#### To be done:
Extend the post defending Walz, picking up after its final sentence.

#### Source document:
--------------------

Well, the embittered old guy rears his ugly head, anew. Somehow, one throwaway line Walz offered in 1991 — over 33 years ago, means he’s… wait for it… a RED (cue Joe McCarthy, from the grave!).
Yikes. This is all he’s got?! I guess so, with his distinguished military career, and all his other plain-spoken / gentle school teacher / football coach credibility — with ordinary middle Americans. And let’s not forget his “whyte guy tacos” sense of self-effacing humor.
So… remind me, again, John — did Tangerine… serve? No. Did he ever teach kids? No. Did he ever coach even his own sons’ and daughters’ teams? Again, no. He was wholly… absent. [Bonus: does he own a pet? No. Melania doesn’t… count, here.]
And doesn’t his running mate — Vance — want to dilute the vote of unmarried women, and concentrate the voting power of women married to men, who have lots of children, and stay out of the paid workforce?! Yes, he does.

--------------------

#### Provided material:
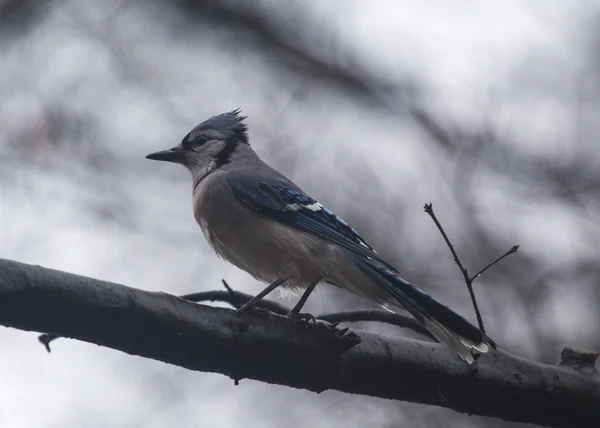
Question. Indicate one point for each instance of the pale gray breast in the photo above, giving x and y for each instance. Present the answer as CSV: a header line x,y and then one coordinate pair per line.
x,y
263,247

--------------------

#### Result for this task:
So — it is nearly impossible that Harris | Walz’s convention will not be more loving, more joyful, and more widely unifying… for the whole of our nation, than Trump’s dark threats of a country fundamentally broken, and going to hell — in his rambling late night nearly two hours scree in Milwaukee of just a month ago, now at his own nomination convention.
Chicago is going to be rockin’ this week, John — just watch. [And watch how we respectfully, but resolutely… handle any protestors.]
And I’m here for all of it.
Cheers.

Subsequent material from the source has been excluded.